INSTRUCTIONS FOR THE TASK -
Below are lines of data; restate word for word those running from the line containing "# test: pointer emits one marker per instance of the black" to the line containing "# test: pointer emits one marker per instance of the paper", inclusive, and no others.

DATA TO EXAMINE -
<<<<
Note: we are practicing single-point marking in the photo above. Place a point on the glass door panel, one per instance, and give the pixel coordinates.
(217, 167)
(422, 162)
>>>>
<<<<
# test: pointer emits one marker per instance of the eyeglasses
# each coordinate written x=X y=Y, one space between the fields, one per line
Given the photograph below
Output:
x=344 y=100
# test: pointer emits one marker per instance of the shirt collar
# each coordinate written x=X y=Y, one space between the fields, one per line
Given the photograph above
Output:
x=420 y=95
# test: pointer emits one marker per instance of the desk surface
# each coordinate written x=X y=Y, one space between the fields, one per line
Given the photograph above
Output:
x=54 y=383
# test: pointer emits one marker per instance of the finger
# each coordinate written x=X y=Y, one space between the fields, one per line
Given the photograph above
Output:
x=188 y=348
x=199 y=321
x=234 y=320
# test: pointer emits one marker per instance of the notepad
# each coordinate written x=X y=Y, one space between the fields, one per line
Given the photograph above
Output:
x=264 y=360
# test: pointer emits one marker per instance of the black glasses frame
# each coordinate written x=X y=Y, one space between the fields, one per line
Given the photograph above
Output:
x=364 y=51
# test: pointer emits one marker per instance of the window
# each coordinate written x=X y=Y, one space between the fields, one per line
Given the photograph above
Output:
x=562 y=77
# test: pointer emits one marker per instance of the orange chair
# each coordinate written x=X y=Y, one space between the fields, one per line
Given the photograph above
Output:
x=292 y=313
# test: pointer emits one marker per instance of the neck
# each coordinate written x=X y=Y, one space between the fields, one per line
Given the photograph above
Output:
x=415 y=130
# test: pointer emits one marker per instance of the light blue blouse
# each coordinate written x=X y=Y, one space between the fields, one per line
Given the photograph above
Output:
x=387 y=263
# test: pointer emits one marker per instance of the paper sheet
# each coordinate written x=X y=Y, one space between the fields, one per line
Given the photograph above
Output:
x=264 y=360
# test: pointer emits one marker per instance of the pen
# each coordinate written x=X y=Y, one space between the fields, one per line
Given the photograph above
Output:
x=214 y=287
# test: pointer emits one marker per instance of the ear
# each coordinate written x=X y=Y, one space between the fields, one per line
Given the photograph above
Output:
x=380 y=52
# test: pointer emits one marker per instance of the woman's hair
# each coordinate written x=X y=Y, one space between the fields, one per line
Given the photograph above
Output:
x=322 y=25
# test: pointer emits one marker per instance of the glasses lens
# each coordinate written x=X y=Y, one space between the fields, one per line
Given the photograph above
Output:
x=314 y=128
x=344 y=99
>>>>
FINAL ANSWER -
# test: pointer emits one marker per instance of the black glasses frame
# each coordinate written x=X y=Y, one space between the fields, one per line
Given the photograph above
Output:
x=364 y=51
# test: pointer emits one marker per instance of the window
# each coordinate written x=X y=Y, one space between the fields, one per line
Given the photograph above
Output:
x=562 y=77
# test: pointer emits one marker per instance of the orange chair
# each coordinate written x=X y=Y, one space between the fields, one per line
Given the photograph above
Output:
x=292 y=313
# test: pointer emits one marker per instance of the neck
# each coordinate written x=X y=Y, one space between the fields, one per line
Given the photograph above
Output:
x=415 y=130
# test: pointer emits one marker per instance of the light blue blouse
# each coordinate written x=X y=Y, one space between the fields, one per line
Given the photograph above
Output:
x=387 y=263
# test: pointer emits one marker per instance of the paper sheet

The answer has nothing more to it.